Position annotation records:
■ ■ ■ ■ ■ ■ ■
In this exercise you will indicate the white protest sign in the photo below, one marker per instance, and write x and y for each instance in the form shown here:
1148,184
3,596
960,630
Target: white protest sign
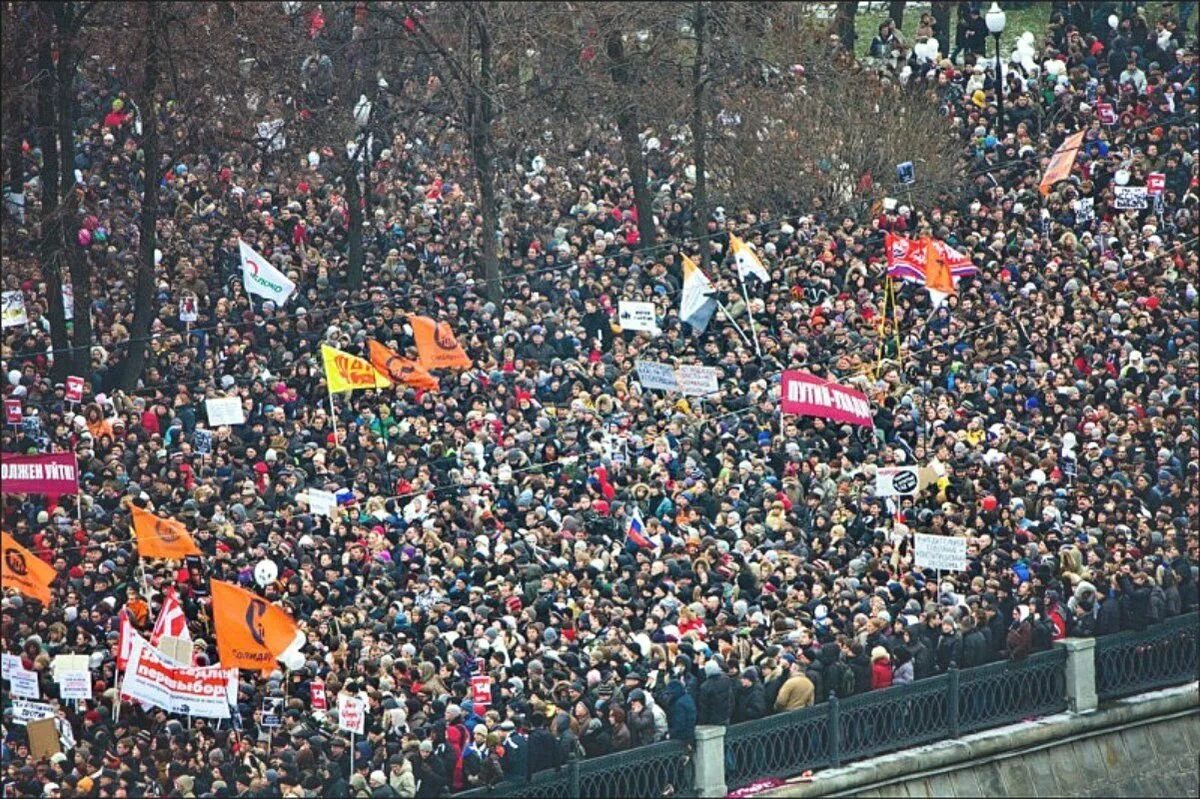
■ ■ ■ ■ ■ ■ ■
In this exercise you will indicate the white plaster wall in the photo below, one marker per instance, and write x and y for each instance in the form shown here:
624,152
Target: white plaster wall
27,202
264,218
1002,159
■ ■ ■ ■ ■ ■ ■
Copy out unchanged the part of the material that opens with the line containing "In this exercise you will indicate the white protest" and closes with the line containing "Target: white protest sign", including both of those lines.

* Output for this task *
In this exercise you will indicate the white protest sign in the photo below, one marker per instance, and write x and y for each instance in the form shown here:
1148,184
3,596
960,630
Target: white protest sign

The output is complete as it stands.